INSTRUCTIONS TO FOLLOW
Could you reproduce every one of the records, substituting "be very useful" for "help me a great deal" wherever it occurs and keeping everything else unchanged?

[RECORDS TO USE start]

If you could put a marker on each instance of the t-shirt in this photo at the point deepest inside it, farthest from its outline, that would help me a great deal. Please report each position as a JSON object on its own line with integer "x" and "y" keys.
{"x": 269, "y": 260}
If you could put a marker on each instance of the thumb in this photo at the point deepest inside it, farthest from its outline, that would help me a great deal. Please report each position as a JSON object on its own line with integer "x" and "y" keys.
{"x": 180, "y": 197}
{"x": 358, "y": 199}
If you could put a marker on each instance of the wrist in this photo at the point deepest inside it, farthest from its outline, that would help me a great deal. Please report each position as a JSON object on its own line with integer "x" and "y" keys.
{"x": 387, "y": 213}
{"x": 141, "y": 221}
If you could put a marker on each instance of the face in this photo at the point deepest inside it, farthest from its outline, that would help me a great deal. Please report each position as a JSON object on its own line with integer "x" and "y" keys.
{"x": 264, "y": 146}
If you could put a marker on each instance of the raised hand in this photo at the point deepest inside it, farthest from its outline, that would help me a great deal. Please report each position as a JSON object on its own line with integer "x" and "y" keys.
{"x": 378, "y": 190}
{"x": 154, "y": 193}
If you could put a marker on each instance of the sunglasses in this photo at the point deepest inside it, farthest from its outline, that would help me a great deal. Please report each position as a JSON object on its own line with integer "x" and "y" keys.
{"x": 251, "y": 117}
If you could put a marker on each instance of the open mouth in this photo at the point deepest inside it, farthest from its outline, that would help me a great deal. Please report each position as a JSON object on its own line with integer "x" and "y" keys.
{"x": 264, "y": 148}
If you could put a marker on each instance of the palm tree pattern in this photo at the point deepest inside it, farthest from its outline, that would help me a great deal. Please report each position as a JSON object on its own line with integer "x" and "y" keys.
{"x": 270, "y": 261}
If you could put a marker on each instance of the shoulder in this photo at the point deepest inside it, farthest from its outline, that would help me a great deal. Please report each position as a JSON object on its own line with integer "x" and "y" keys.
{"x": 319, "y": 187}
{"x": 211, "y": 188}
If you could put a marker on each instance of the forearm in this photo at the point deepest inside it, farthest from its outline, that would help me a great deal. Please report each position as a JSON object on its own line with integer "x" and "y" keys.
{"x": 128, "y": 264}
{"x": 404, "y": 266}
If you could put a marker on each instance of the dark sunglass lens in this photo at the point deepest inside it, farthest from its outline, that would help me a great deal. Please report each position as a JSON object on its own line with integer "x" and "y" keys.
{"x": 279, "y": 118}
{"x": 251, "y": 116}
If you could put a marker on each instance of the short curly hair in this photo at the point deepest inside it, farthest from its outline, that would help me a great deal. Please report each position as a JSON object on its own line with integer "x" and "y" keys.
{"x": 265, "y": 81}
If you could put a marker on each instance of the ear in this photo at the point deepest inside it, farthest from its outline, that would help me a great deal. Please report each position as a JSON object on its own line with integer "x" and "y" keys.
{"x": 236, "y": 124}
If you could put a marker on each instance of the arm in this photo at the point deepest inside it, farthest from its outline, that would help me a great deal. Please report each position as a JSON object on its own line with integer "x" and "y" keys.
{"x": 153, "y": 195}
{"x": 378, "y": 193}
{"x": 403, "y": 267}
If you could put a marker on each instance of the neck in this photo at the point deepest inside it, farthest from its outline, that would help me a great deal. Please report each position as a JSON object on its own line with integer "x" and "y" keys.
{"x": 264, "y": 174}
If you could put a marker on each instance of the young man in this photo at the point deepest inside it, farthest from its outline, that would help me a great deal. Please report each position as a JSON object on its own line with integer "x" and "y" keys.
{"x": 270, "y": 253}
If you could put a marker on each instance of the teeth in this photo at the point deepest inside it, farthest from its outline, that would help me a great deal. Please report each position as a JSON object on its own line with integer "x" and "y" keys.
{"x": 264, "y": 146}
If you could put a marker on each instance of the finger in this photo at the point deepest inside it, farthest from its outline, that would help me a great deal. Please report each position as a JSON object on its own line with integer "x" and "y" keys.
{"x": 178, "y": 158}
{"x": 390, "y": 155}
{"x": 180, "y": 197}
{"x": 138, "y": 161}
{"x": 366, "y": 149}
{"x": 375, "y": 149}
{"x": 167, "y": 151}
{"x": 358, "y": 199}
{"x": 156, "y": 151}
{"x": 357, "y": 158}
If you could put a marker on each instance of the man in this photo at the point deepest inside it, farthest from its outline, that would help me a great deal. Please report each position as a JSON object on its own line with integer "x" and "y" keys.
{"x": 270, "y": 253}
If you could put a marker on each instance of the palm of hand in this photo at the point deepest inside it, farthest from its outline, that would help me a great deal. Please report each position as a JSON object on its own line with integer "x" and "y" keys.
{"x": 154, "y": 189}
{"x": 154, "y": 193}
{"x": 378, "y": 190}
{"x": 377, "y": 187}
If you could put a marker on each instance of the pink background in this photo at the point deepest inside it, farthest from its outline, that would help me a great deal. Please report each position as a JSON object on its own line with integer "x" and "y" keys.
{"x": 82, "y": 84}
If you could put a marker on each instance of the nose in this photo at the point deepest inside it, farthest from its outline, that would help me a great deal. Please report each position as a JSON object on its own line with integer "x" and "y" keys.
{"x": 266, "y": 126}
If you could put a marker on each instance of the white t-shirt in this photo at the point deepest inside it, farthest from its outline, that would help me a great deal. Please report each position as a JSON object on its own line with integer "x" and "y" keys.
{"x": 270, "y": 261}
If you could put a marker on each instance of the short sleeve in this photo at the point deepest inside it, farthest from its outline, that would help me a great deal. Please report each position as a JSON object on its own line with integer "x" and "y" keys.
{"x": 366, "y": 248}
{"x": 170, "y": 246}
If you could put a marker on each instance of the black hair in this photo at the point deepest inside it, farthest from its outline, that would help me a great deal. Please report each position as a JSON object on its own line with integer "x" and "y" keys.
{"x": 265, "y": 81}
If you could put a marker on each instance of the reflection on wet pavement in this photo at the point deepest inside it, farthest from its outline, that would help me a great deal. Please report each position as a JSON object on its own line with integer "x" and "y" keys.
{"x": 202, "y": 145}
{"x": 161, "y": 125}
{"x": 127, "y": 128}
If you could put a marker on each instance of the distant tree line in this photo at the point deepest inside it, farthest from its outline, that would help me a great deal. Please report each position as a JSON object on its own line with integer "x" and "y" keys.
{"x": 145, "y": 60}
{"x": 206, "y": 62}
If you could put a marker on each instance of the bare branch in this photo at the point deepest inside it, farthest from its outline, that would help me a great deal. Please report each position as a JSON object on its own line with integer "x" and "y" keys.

[RECORDS TO USE end]

OUTPUT BELOW
If you could put a marker on each instance of the t-shirt in this photo at the point deepest inside it, farthest from its outline, that would be very useful. Please report each position as a JSON object on its own line with integer "x" and "y" keys.
{"x": 269, "y": 260}
If you could put a marker on each instance of the thumb in this photo at the point deepest inside it, farthest from its outline, that would be very useful. Please report each position as a JSON object on its own line with integer "x" and "y" keys.
{"x": 180, "y": 197}
{"x": 358, "y": 199}
If you could put a marker on each instance of the wrist in this photo at the point deepest inside it, farthest from its outline, that would be very useful. Please report each position as a JSON object on its own line with integer "x" and "y" keys.
{"x": 387, "y": 213}
{"x": 141, "y": 221}
If you could put a marker on each instance of the face in this photo at the point deepest inside it, farthest from its outline, that would be very useful. Please report each position as a JSON object on its own line with integer "x" and "y" keys.
{"x": 264, "y": 146}
If you could put a marker on each instance of the raised hand in this photo at the point deepest inside it, farthest from its outline, that would be very useful. Please report each position as a JSON object on its own line with integer "x" and "y" keys.
{"x": 378, "y": 190}
{"x": 154, "y": 193}
If you could put a marker on each instance of the sunglasses in this photo at the point deepest inside it, farthest from its outline, that would be very useful. Please report each position as a JSON object on its own line with integer "x" and "y" keys.
{"x": 251, "y": 117}
If you could put a marker on each instance of the open mouth in this photo at the point deepest inside it, farthest from its outline, that would be very useful. Please report each position as a JSON object on its own line with integer "x" and "y" keys.
{"x": 264, "y": 148}
If you could put a marker on each instance of the palm tree pattern in this photo at the point deepest inside it, farthest from its outline, that would be very useful. Please report each position as a JSON object on its own line with integer "x" and "y" keys.
{"x": 270, "y": 261}
If you could put a marker on each instance of the shoulder in this photo at the point deepest inside it, farthest from its outline, that would be very useful. Please report each position as a JSON object on its own line with integer "x" and "y" keys.
{"x": 319, "y": 187}
{"x": 211, "y": 188}
If you could put a marker on each instance of the forearm in this photo at the point deepest inside it, farthest from its outline, that would be very useful. Please report each position as a JSON object on its own line with integer "x" and "y" keys.
{"x": 128, "y": 264}
{"x": 404, "y": 266}
If you could put a marker on each instance of the dark sunglass lens in this photo at the point deepest inside it, farthest from its outline, that would be very useful. Please report each position as a JSON object on its own line with integer "x" and "y" keys.
{"x": 279, "y": 118}
{"x": 251, "y": 116}
If you could put a marker on each instance of the short curly hair in this photo at the point deepest inside it, farthest from its outline, that would be very useful. Please report each position as a JSON object on its own line with integer "x" and "y" keys.
{"x": 265, "y": 81}
If you could put a marker on each instance of the ear in this photo at the point deepest inside it, farthest from its outline, that would be very useful. Please report each position as a JSON object on its own line with integer "x" and "y" keys.
{"x": 236, "y": 124}
If you could put a marker on each instance of the arm in this photo at the point deepest inside it, farthest from its outline, that would be very useful. Please report each position as a JSON object on its own line with integer "x" and "y" keys.
{"x": 153, "y": 195}
{"x": 378, "y": 193}
{"x": 403, "y": 267}
If you could put a marker on each instance of the neck in this photo at the point deepest inside it, farthest from its outline, that would be very useful. Please report each position as a JSON object on its own line with integer "x" and "y" keys.
{"x": 264, "y": 174}
If you could put a marker on each instance of the young man in this photo at the point deepest inside it, farthest from its outline, that would be very useful. Please report each position as a JSON object on its own line with integer "x" and "y" keys.
{"x": 270, "y": 253}
If you could put a marker on each instance of the teeth in this photo at the point deepest inside it, farthest from its outline, that would be very useful. Please report each position as a JSON object on its own line with integer "x" and "y" keys.
{"x": 264, "y": 146}
If you could put a marker on each instance of the finger in this photo at the point deepest inside it, farthest from its outline, that would be very useful. Please report each position as a JSON object on its own line with integer "x" and "y" keys.
{"x": 178, "y": 158}
{"x": 390, "y": 155}
{"x": 180, "y": 197}
{"x": 138, "y": 161}
{"x": 366, "y": 149}
{"x": 375, "y": 149}
{"x": 167, "y": 151}
{"x": 358, "y": 199}
{"x": 156, "y": 151}
{"x": 357, "y": 158}
If you could put a marker on each instance of the man in this photo at the point deepest inside it, farthest from its outline, that would be very useful. Please report each position as a JSON object on its own line with integer "x" and "y" keys.
{"x": 270, "y": 253}
If you could put a marker on each instance of the palm of hand in this photo at the point deepest inside it, farthest from its outline, that would be very useful. Please report each position as a JSON object on its own line with integer "x" and "y" keys.
{"x": 154, "y": 189}
{"x": 154, "y": 193}
{"x": 378, "y": 190}
{"x": 377, "y": 187}
If you could put a marker on each instance of the pink background in this photo at the point deepest inside it, farthest from its outline, that would be very useful. Please report each position as a JSON object on its own line with integer "x" and "y" keys.
{"x": 82, "y": 84}
If you could put a marker on each instance of the nose in this photo at the point deepest inside it, farthest from its outline, that would be very useful. Please report each position as a JSON object on its own line with integer "x" and "y" keys.
{"x": 266, "y": 126}
If you could put a marker on each instance of the white t-shirt in this photo at the point deepest inside it, farthest from its outline, that would be very useful. Please report each position as a JSON object on its own line with integer "x" and "y" keys.
{"x": 270, "y": 261}
If you could put a marker on each instance of the short sleeve in this photo at the point deepest inside it, farthest from its outline, that would be very useful. Please report each position as a JSON object on its own line with integer "x" and "y" keys.
{"x": 366, "y": 248}
{"x": 170, "y": 246}
If you could put a marker on each instance of the black hair in this photo at the point deepest inside it, farthest from its outline, that would be very useful. Please report each position as a JSON object on its own line with integer "x" and "y" keys.
{"x": 265, "y": 81}
If you could put a marker on each instance of the reflection on wet pavement in this photo at the point deepest inside it, farthest from its outline, that would be very useful. Please report each position as a JSON object on its own line with integer "x" and "y" keys.
{"x": 202, "y": 145}
{"x": 161, "y": 125}
{"x": 127, "y": 128}
If you could put a marker on each instance of the distant tree line in this photo at the point deepest inside it, farthest from its outline, that would be very useful. Please report each position as a JSON object on its own line with integer "x" and "y" keys.
{"x": 145, "y": 60}
{"x": 206, "y": 62}
If you could put a marker on each instance of the bare branch in this photo at the point deepest inside it, farthest from its outline, that would be very useful. Please report each position as a JSON object on its own line with integer "x" and "y" keys.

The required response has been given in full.